EXERCISE REQUIREMENTS »
1) According to the debate commentary, which network held a forum on climate change during the nomination race?
2) Say whether each statement agrees with the debate commentary, answering yes or no and quoting the words that decide it: (a) The author regards trade deals as a net-positive. (b) The author's biggest complaint concerns the questions asked in the debate. (c) Climate change was mentioned often in this debate.
3) Extend the debate commentary below, picking up after its final sentence.

TEXT SHOWN »

"""

The version number keeps going up, but the bugs don’t seem to get fixed!
Climate change in this nomination race got one forum on CNN and a couple of special episodes of Chris Hayes’ MSNBC show. Its mentions in this debate were scant. A shame.
But many of the issues could have been brought back to climate. For example, diversifying manufacturing and trade deals both have major consequences for the climate. Minimizing transportation costs in manufacturing are just as important as doing so in agriculture. Buying local veggies is good, but so is buying locally manufactured goods.
Trade deals are a net-positive, but they often fall short on worker protections and environmental issues. While some folks seem to think we should avoid trade deals, trade should be a tool for helping on climate. The basic idea is that, all things being equal, a country can prefer goods manufactured with worker protections and environmental protections.
These debates have grown more tedious. It might be the record-setting number of candidate present. It might be the repetition of the same questions and same answers (or same non-answers). There hasn’t been a lot of movement in the race, and most candidates haven’t had breakout moments in the debates. This debate was even less notable, it seemed.
My biggest complaint isn’t the questions or the answers, but the fact that their combined effect is a failure to debate. For example, pressing Warren to say that, yes, taxes will go up, but the total costs will decrease, doesn’t get to the actual meat of the policy difference between Medicare-for-All and public option proposals, which seems to amount to:
- Adverse selection—If a lot of people only switch to the public option when they need expensive care, the government costs will be far higher than if healthy people are in the risk pool.
- Employer-bound coverage—This has always been a bad thing, only better than people being without coverage. Having your insurance tied to your current employer makes switching jobs harder, makes taking risks on entrepreneurship harder, makes a lot of things harder. It also masks incomes, complicates income taxation, and stifles competition in unrelated industries (because companies compete on something outside of their core market when they have to fiddle with healthcare rather than making widgets).

"""

DATASET »
"""

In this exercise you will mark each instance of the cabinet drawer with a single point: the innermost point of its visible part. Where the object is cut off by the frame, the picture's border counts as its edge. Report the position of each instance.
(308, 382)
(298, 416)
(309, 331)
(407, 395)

"""

ANSWERS BELOW »
1) CNN

2)
(a) Yes: "Trade deals are a net-positive"
(b) No: "My biggest complaint isn’t the questions or the answers, but the fact that their combined effect is a failure to debate."
(c) No: "Its mentions in this debate were scant."

3)
All these other issues that don’t get covered at all in the healthcare debate because everyone wants to goad Warren into saying the thing she doesn’t want to say.
On other issues, like guns, there are people mad at O’Rourke for proposing a mandatory buyback of certain weapons. Most people will abide by the law, but apparently that’s hard for even Democratic candidates to fathom, so they talk of door-to-door confiscations as though that would be the policy. Not to say that mandatory buybacks are the way to go—any reasonable licensing and background requirements should be about as effective as buybacks. Only to say that treating it like it’s some completely irrational idea is wrong. Many policies are possible, and it’s unheard of for a candidate’s proposal to become law directly, so putting out ideas, discussing them, these are useful. Dismissing them because your opponent isn’t polling well is just lazy.
At some point we should acknowledge there’s a kind of show-your-math need here, where it becomes more important to discuss how you came to a policy than what policy you favor. Getting the right answer is important at the point where ideas become law. But up to then, process matters a lot. How a president deliberates policy is often more important than what their personal policy preference would be, anyway, because the former is what actually gets done. President Obama surely would have wanted a public option, but they didn’t see a way at the time.
Likewise now, we should hear more about why Warren thinks Medicare for All is a better choice and why she thinks it’s passable, compared to a public option. Or why some candidates think ending the filibuster is good, given the failings it’s already caused in nominations. Not whether they do—that won’t be their job or decision as president. But it might show us how they think about the issue. Is it more likely to persuade red state Republicans or to get Democrats elected continuously so that the filibuster becomes irrelevant? Dunno. I do know that unless the latter can be done, we’ll continue to live in a here-today-gone-tomorrow legislative landscape, which isn’t healthy.